■ **Input records**
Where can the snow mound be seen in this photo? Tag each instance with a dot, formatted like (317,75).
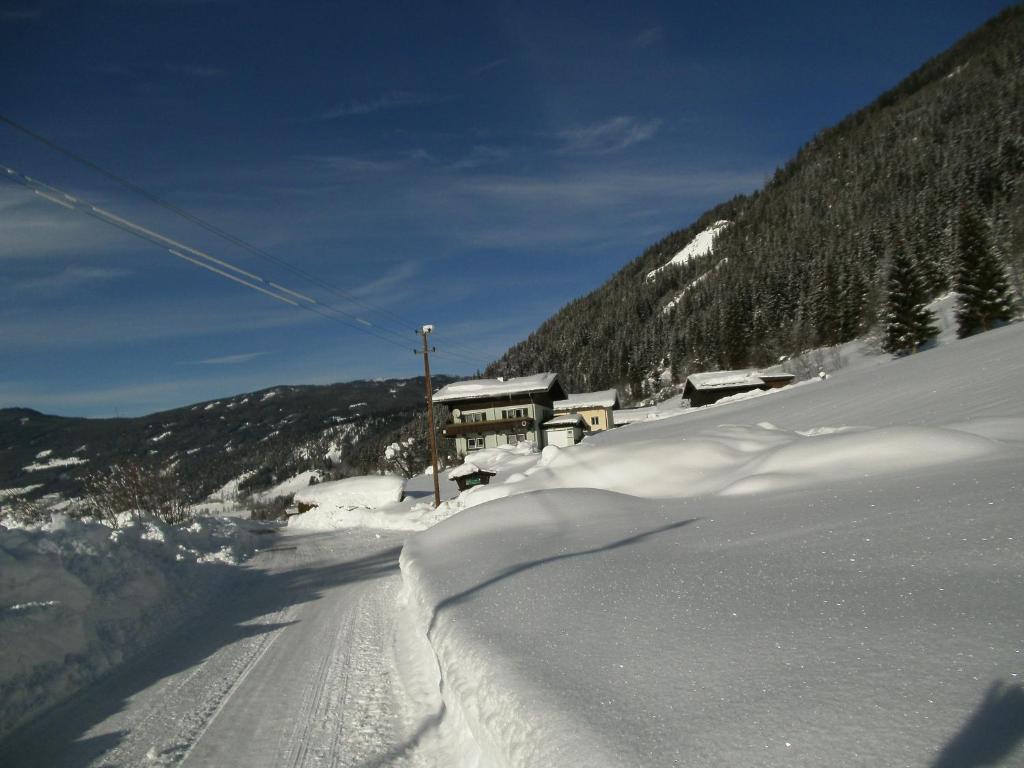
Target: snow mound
(419,516)
(735,460)
(289,486)
(76,598)
(369,492)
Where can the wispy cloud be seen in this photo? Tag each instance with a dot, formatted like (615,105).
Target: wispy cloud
(229,359)
(508,212)
(370,164)
(479,156)
(197,71)
(397,276)
(389,100)
(484,69)
(32,227)
(650,36)
(606,136)
(132,320)
(66,280)
(20,14)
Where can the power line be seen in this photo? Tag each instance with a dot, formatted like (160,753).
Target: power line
(477,355)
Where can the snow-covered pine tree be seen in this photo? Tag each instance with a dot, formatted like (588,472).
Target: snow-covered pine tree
(985,298)
(907,323)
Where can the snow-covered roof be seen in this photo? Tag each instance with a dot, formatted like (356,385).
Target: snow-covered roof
(566,420)
(725,379)
(474,389)
(604,398)
(468,468)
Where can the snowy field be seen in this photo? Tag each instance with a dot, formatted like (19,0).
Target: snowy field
(78,598)
(829,574)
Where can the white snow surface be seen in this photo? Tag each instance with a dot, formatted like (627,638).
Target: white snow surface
(290,485)
(53,463)
(77,598)
(829,576)
(701,245)
(366,491)
(484,388)
(603,398)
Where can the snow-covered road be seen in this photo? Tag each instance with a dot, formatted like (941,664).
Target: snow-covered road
(291,667)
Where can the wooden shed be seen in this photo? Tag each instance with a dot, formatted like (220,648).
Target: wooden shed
(711,386)
(468,475)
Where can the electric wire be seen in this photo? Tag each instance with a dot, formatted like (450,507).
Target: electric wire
(150,236)
(475,355)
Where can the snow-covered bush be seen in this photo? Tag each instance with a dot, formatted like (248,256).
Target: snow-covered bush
(134,489)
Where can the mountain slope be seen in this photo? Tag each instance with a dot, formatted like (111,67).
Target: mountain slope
(271,434)
(803,261)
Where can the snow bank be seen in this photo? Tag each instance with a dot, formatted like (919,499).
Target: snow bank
(77,598)
(833,580)
(289,486)
(371,501)
(368,491)
(419,516)
(742,459)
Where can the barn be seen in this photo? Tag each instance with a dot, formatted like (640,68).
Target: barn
(711,386)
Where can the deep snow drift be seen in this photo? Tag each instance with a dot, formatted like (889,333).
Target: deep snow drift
(827,576)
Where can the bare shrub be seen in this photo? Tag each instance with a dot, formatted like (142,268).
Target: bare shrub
(136,489)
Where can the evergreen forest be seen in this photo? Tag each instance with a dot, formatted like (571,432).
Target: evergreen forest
(808,260)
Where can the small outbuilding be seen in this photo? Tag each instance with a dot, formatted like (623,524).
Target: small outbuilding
(597,409)
(467,475)
(564,430)
(711,386)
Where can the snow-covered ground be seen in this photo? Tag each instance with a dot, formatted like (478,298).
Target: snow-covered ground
(829,574)
(77,598)
(823,574)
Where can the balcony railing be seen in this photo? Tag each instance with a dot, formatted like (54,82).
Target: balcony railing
(496,425)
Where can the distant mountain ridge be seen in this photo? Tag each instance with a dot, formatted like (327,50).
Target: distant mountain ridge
(269,433)
(803,261)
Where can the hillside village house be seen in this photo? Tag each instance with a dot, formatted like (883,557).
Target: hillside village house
(709,387)
(595,408)
(488,413)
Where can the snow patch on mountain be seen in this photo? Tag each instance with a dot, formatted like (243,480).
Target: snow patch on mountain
(701,245)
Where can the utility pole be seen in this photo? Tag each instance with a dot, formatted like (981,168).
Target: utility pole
(424,332)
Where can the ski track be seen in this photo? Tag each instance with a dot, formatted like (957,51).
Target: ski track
(309,682)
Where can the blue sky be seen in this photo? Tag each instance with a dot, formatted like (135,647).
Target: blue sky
(472,165)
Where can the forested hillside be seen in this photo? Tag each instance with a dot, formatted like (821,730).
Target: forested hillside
(269,435)
(804,262)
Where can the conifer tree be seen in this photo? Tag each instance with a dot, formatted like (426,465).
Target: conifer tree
(985,299)
(907,323)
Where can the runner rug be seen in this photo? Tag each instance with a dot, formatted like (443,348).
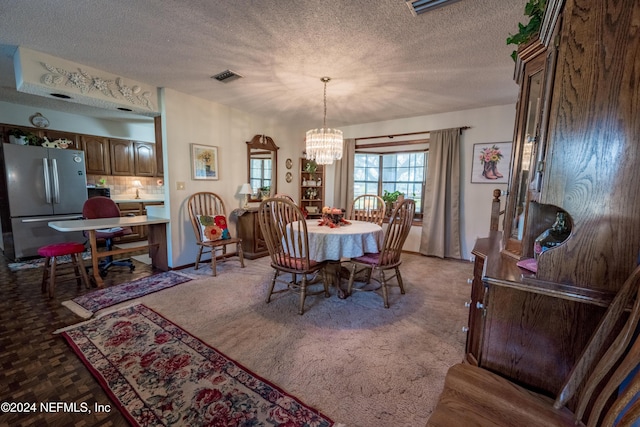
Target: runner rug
(39,262)
(88,304)
(158,374)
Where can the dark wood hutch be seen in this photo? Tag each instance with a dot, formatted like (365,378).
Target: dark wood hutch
(577,150)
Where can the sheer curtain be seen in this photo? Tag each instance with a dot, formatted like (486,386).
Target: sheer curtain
(343,184)
(441,222)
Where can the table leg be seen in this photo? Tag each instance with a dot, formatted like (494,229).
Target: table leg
(334,270)
(94,258)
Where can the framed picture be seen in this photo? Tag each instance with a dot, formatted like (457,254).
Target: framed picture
(491,163)
(204,162)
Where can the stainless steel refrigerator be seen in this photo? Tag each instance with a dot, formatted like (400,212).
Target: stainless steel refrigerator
(39,185)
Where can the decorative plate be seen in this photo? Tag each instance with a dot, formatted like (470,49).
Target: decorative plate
(39,121)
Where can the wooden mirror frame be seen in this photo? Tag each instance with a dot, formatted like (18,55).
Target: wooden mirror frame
(262,144)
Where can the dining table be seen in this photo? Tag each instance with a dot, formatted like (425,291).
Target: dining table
(156,242)
(348,240)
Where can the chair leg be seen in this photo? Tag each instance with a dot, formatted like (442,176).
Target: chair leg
(200,248)
(213,261)
(45,275)
(52,277)
(351,277)
(271,286)
(303,294)
(385,291)
(399,279)
(83,271)
(240,253)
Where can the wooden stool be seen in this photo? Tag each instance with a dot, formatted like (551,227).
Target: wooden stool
(51,252)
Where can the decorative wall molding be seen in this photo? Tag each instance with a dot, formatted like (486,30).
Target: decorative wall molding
(82,84)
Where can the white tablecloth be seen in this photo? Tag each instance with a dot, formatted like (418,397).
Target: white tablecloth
(346,241)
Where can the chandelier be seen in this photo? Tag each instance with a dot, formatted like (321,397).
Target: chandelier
(324,145)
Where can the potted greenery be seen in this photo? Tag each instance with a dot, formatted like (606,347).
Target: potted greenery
(265,191)
(390,198)
(20,137)
(534,9)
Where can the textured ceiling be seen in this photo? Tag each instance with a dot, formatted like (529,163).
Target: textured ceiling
(384,62)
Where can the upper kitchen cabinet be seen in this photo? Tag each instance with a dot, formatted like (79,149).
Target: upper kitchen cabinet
(96,153)
(144,159)
(122,157)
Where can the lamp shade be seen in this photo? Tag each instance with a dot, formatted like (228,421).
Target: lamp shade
(246,189)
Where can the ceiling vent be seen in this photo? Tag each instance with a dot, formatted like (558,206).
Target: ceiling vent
(421,6)
(226,76)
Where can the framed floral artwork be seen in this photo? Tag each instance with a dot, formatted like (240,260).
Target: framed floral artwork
(204,162)
(491,163)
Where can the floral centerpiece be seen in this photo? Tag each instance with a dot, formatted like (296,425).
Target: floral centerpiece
(489,157)
(333,217)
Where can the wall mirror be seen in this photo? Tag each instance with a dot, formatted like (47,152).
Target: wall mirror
(262,167)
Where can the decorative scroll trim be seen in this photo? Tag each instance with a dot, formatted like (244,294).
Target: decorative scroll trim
(85,83)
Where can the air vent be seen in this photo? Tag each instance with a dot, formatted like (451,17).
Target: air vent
(226,76)
(421,6)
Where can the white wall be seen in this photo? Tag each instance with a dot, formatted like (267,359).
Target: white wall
(187,120)
(493,124)
(138,128)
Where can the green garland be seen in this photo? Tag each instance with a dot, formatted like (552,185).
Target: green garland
(534,9)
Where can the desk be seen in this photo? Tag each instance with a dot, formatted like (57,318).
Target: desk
(346,241)
(157,238)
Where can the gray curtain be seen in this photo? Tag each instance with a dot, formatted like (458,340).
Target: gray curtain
(441,222)
(343,184)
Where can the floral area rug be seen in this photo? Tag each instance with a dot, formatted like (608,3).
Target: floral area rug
(158,374)
(86,305)
(39,262)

■ **Work order**
Everything from the line that contains "Target: green garland" to the last line of the records, restated word for word, is the required output.

■ **Answer section**
Target: green garland
(534,9)
Where can the desk be seen in this photo? Tag each instance with a dot, formatted like (57,318).
Target: desk
(346,241)
(157,238)
Where can the gray curtain be seen in this photo? Tag each instance with a dot, formatted like (458,340).
Target: gray curtain
(441,222)
(343,184)
Where can the floral area rug be seen in this photo? Tag each instance with a dot, formatted like (608,3).
Target: floral area rug
(158,374)
(86,305)
(39,262)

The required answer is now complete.